■ **Text extract**:
⟨

And Then There Were Four

Newsletter 013 – April 22nd, 2022

Hi,

About the image above: The background is just comprised of some graphic elements I’ve been tinkering with to possibly use on the cover of a book called A Mixed Bag.

Over the last three newsletters, I tried to give you a sense of what the next few books I will likely work on will be (Jagged Man, The Hawthorn’s Sting, and Murder Between Friends). If you missed those newsletters, you can still read them at this link.

https://www.michaelsiroisauthor.com/blog-index/

Fortunately, I also have a number of other ideas for books that I hope to write at some point. This newsletter and the next three will be about the four most likely books to find a place in the writing queue at a later date (or an earlier one — anything could happen).

A Mixed Bag will be the easiest of those possible future books to describe and to publish. It will simply be an anthology of some of my previous work, and will include a range of different types of writing. Over the years I dabbled in short stories, poetry, screenplays, song lyrics, and plays. Some of the shorter material in the anthology will be included in its entirety (poems, short stories, and one-act-plays, for example); but the longer work (like screenplays) will have to be excerpts (or the book would be thousands of pages long).

⟩

■ **Work instructions**:
[A] From the newsletter, list every type of writing the author says he dabbled in over the years.
[B] Answer these from the newsletter:
(i) What number and date does the newsletter carry?
(ii) What three books did the previous three newsletters describe?
(iii) Which kind of work in A Mixed Bag will appear only as excerpts?

■ **Recorded information**:
⟨

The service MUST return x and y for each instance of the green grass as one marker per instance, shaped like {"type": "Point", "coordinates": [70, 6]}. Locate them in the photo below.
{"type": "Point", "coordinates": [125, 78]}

⟩

■ **Solutions in order**:
[A] Short stories, poetry, screenplays, song lyrics, plays

[B]
(i) Newsletter 013, April 22nd, 2022
(ii) Jagged Man, The Hawthorn's Sting, and Murder Between Friends
(iii) The longer work, such as screenplays